### [Written exercise 1]
In the fence-jig text below, shorten the paragraph beginning "The picket spacing is approx." into a list that keeps its main facts.
### [Written exercise 2]
Carry on the forum thread about the fence jig, which appears below, starting after its last line.

### [Excerpted text]
==================================================

The Jig is a 4'X8' sheet of 5/8" exterior plywood. The fence pickets are 30" (4 X 30"= 120") and 40" (3 X 40" = 120 ") The horizontal pieces are "Clear grade" 1" X 6" X 8' pieces of womanized wood Ripped in the 3 equal pieces. 

The picket spacing is approx. 6" but the 1st and last picket are only placed 3" off of the end so that the pickets have even spacing between the joints when 2 panels are adjoining. This spacing will still work even with columns in between. The space between the horizontal sections is approx. 12", but make a section or two and adjust to ypur own taste.

The pickets are attached by # 10 X 1-1/2" self tapping machine screws

Although it's not as ornate or detailed as some other fence designs, it has some distinct advantages. I haven't posted pictures yet with the new finials. Stay tuned, they are coming soon along with a possible video tutorial..


----------



## Tokwik (Oct 12, 2011)

niblique71 said:


> The horizontal pieces are "Clear grade" 1" X 6" X 8' pieces of* womanized wood* Ripped in the 3 equal pieces.


So where exactly are you getting your lumber from again?


----------



## niblique71 (Dec 2, 2009)

==================================================

### [Raw data]
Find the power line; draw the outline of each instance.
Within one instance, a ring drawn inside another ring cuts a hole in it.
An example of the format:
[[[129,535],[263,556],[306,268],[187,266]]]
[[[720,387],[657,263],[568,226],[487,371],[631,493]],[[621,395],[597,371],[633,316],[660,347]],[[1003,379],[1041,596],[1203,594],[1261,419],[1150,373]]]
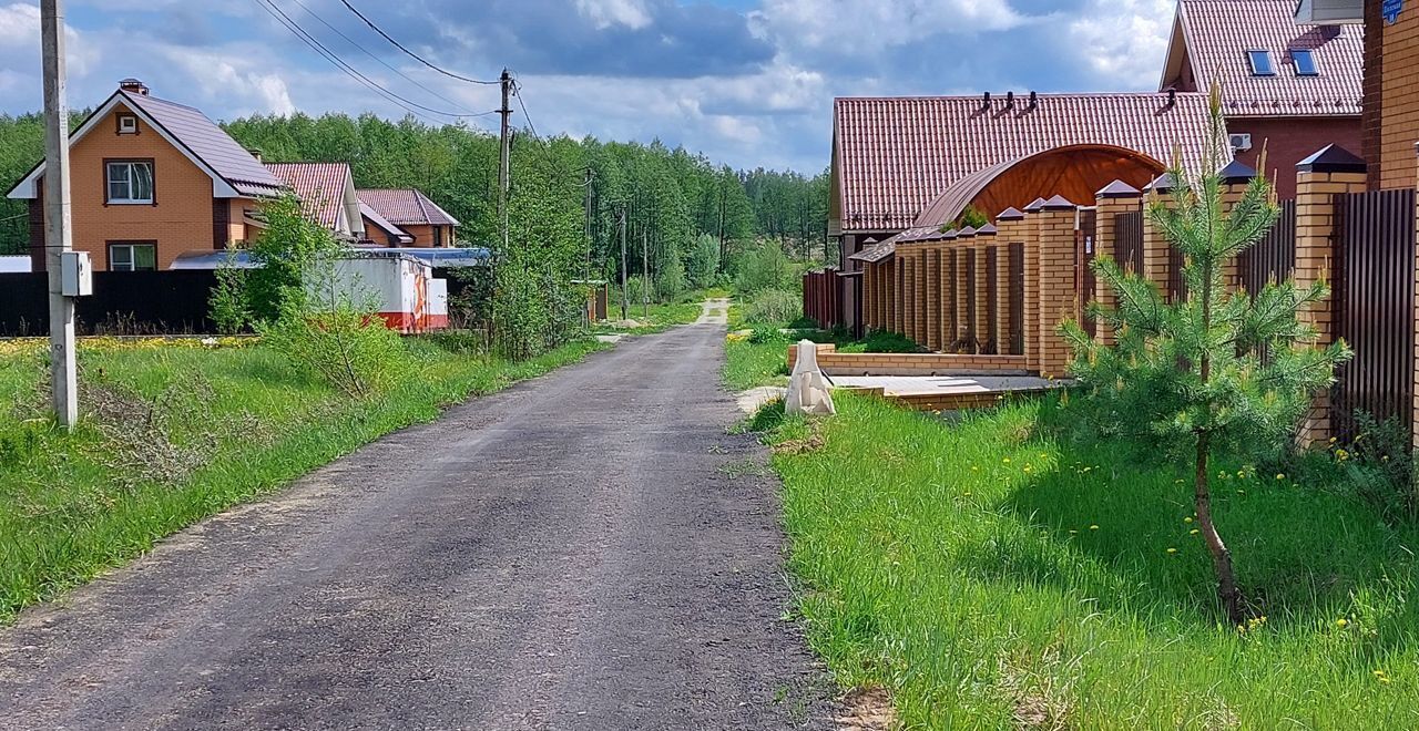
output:
[[[345,4],[345,7],[348,7],[350,13],[355,13],[355,16],[358,16],[360,20],[363,20],[366,26],[369,26],[370,28],[375,28],[375,33],[383,35],[386,41],[394,44],[394,48],[399,48],[400,51],[409,54],[409,57],[413,58],[414,61],[419,61],[420,64],[423,64],[423,65],[426,65],[426,67],[429,67],[429,68],[431,68],[431,69],[443,74],[444,76],[455,78],[458,81],[467,81],[468,84],[488,84],[488,85],[501,84],[498,81],[471,79],[468,76],[463,76],[463,75],[454,74],[453,71],[440,68],[438,65],[430,62],[424,57],[421,57],[421,55],[410,51],[409,48],[404,48],[404,44],[396,41],[393,37],[390,37],[387,33],[385,33],[383,28],[380,28],[379,26],[376,26],[373,20],[369,20],[368,17],[365,17],[365,14],[360,13],[355,6],[352,6],[349,3],[349,0],[341,0],[341,3]]]
[[[424,89],[426,92],[437,96],[438,99],[443,99],[443,101],[446,101],[446,102],[448,102],[448,103],[451,103],[451,105],[463,109],[464,112],[473,112],[473,109],[468,109],[467,106],[464,106],[464,105],[461,105],[461,103],[458,103],[458,102],[455,102],[455,101],[453,101],[453,99],[450,99],[450,98],[447,98],[447,96],[444,96],[444,95],[441,95],[441,94],[438,94],[438,92],[436,92],[433,89],[430,89],[429,86],[424,86],[423,84],[420,84],[419,81],[416,81],[413,76],[404,74],[403,71],[394,68],[394,65],[392,65],[390,62],[387,62],[383,58],[375,55],[373,52],[370,52],[369,48],[365,48],[363,45],[360,45],[358,41],[355,41],[349,35],[345,35],[345,33],[342,33],[339,28],[336,28],[335,26],[332,26],[325,18],[322,18],[319,14],[316,14],[314,10],[311,10],[311,7],[307,6],[305,3],[302,3],[301,0],[291,0],[291,1],[295,3],[297,6],[299,6],[301,10],[304,10],[307,16],[311,16],[312,18],[321,21],[321,24],[325,26],[326,28],[331,28],[332,33],[335,33],[341,38],[345,38],[346,42],[349,42],[355,48],[359,48],[360,52],[363,52],[365,55],[373,58],[375,61],[377,61],[385,68],[393,71],[394,74],[399,74],[399,76],[403,78],[404,81],[413,84],[414,86],[419,86],[420,89]],[[492,115],[492,113],[497,113],[497,112],[478,112],[478,116],[487,116],[487,115]]]
[[[394,102],[397,106],[403,108],[406,112],[409,112],[409,113],[412,113],[414,116],[426,119],[426,120],[429,120],[430,123],[434,123],[434,125],[441,125],[441,122],[438,122],[437,119],[431,119],[431,118],[429,118],[426,115],[421,115],[421,113],[419,113],[413,108],[423,109],[426,112],[431,112],[431,113],[436,113],[436,115],[443,115],[443,116],[454,118],[454,119],[485,116],[485,115],[464,115],[464,113],[458,113],[458,112],[446,112],[443,109],[434,109],[431,106],[421,105],[421,103],[419,103],[419,102],[416,102],[413,99],[400,96],[399,94],[394,94],[393,91],[389,91],[387,88],[382,86],[379,82],[370,79],[365,74],[360,74],[359,69],[356,69],[355,67],[349,65],[343,58],[339,57],[339,54],[336,54],[335,51],[331,51],[329,48],[326,48],[325,44],[322,44],[314,35],[311,35],[309,33],[307,33],[307,30],[302,28],[301,24],[297,23],[294,18],[291,18],[291,16],[285,14],[285,11],[281,10],[274,3],[274,0],[257,0],[257,3],[261,6],[263,10],[267,11],[267,14],[270,14],[278,23],[281,23],[282,26],[285,26],[287,30],[289,30],[291,33],[294,33],[297,35],[297,38],[301,38],[301,41],[305,42],[307,45],[309,45],[311,50],[314,50],[316,54],[321,54],[321,57],[324,57],[326,61],[335,64],[335,67],[339,68],[341,71],[343,71],[348,76],[355,78],[356,81],[359,81],[365,86],[368,86],[369,89],[372,89],[376,94],[385,96],[386,99]]]

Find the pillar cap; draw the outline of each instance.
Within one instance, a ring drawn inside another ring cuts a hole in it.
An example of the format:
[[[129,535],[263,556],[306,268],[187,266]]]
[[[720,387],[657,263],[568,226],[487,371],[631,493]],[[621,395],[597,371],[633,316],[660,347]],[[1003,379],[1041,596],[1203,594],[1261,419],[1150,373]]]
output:
[[[1175,187],[1178,187],[1178,181],[1174,180],[1172,173],[1164,173],[1164,174],[1152,178],[1152,183],[1148,183],[1147,186],[1144,186],[1144,190],[1152,190],[1152,191],[1159,191],[1161,193],[1161,191],[1165,191],[1165,190],[1172,190]]]
[[[1296,163],[1297,173],[1364,173],[1365,160],[1340,144],[1327,144]]]
[[[1256,169],[1242,160],[1232,160],[1222,170],[1218,170],[1218,177],[1229,186],[1250,183],[1256,177]]]
[[[1141,190],[1130,186],[1128,183],[1124,183],[1122,180],[1115,180],[1112,183],[1104,186],[1103,188],[1098,188],[1098,193],[1095,193],[1094,197],[1098,197],[1098,198],[1134,198],[1134,197],[1138,197],[1138,196],[1142,196],[1142,194],[1144,194],[1144,191],[1141,191]]]

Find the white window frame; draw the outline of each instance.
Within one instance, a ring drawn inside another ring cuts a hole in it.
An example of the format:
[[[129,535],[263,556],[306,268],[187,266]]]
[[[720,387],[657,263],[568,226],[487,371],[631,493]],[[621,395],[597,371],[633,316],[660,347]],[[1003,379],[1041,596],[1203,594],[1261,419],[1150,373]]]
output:
[[[1321,62],[1320,62],[1320,60],[1315,58],[1315,51],[1313,51],[1310,48],[1291,48],[1291,51],[1290,51],[1288,55],[1291,57],[1291,68],[1296,69],[1296,75],[1297,76],[1320,76],[1321,75]],[[1301,71],[1301,64],[1296,61],[1297,57],[1300,57],[1300,55],[1304,55],[1305,58],[1310,58],[1310,61],[1311,61],[1311,71],[1310,71],[1310,74],[1303,72]]]
[[[153,249],[153,266],[150,269],[139,269],[135,259],[136,249]],[[125,252],[126,258],[119,262],[118,252]],[[108,271],[109,272],[156,272],[158,271],[158,244],[145,242],[131,242],[131,244],[109,244],[108,245]]]
[[[133,169],[145,166],[148,167],[148,197],[135,198],[133,197]],[[123,178],[118,180],[114,177],[115,170],[123,170]],[[125,197],[114,196],[114,184],[122,183],[128,194]],[[153,163],[150,160],[106,160],[104,163],[104,203],[109,205],[152,205],[153,204],[153,188],[158,187],[156,180],[153,180]]]
[[[1266,67],[1267,67],[1267,69],[1264,72],[1260,71],[1259,68],[1256,68],[1256,54],[1261,54],[1261,57],[1266,58]],[[1246,51],[1246,64],[1247,64],[1247,67],[1252,68],[1252,75],[1253,76],[1274,76],[1276,75],[1276,60],[1271,58],[1271,51],[1267,51],[1266,48],[1247,48],[1247,51]]]

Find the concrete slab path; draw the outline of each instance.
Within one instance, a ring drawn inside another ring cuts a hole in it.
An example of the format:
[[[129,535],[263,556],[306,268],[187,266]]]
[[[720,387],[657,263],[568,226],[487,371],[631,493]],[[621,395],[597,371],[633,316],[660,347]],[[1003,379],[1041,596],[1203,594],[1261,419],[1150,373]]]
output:
[[[455,407],[26,612],[0,727],[829,727],[724,334]]]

==================================================

### [Exercise answer 1]
- Pickets are spaced about 6" apart.
- The first and last pickets sit only 3" from the ends, so spacing stays even across the joint where two panels meet.
- This spacing still works with columns between panels.
- Horizontal sections are about 12" apart; build a section or two and adjust to taste.

### [Exercise answer 2]
Lowe's around our area has 1X4's and 1'X6's (Both 8' long) that are pretty nice, and knot free. Any other lumber that I've seen that is "Precut" to an approximate desired size is either super expensive "Trim" , OR Super cheap and good-awful looking "Furring strips which warp to ungodly proportions. Just search around and find lumber that looks nice and fits your budget.


----------



## nimblemonkey (Aug 21, 2011)

I'm sure he meant _wolmanized_ lol- womanized would be something different...


----------



## Lunatic (Oct 3, 2006)

Nifty idea Nib!
That shortens the build time quite a bit.


----------



## niblique71 (Dec 2, 2009)

nimblemonkey said:


> I'm sure he meant _wolmanized_ lol- womanized would be something different...


Wholly %#$%& I totally missed that!... LOL I'm not even going to correct that one LOL, ... Poetic Justice??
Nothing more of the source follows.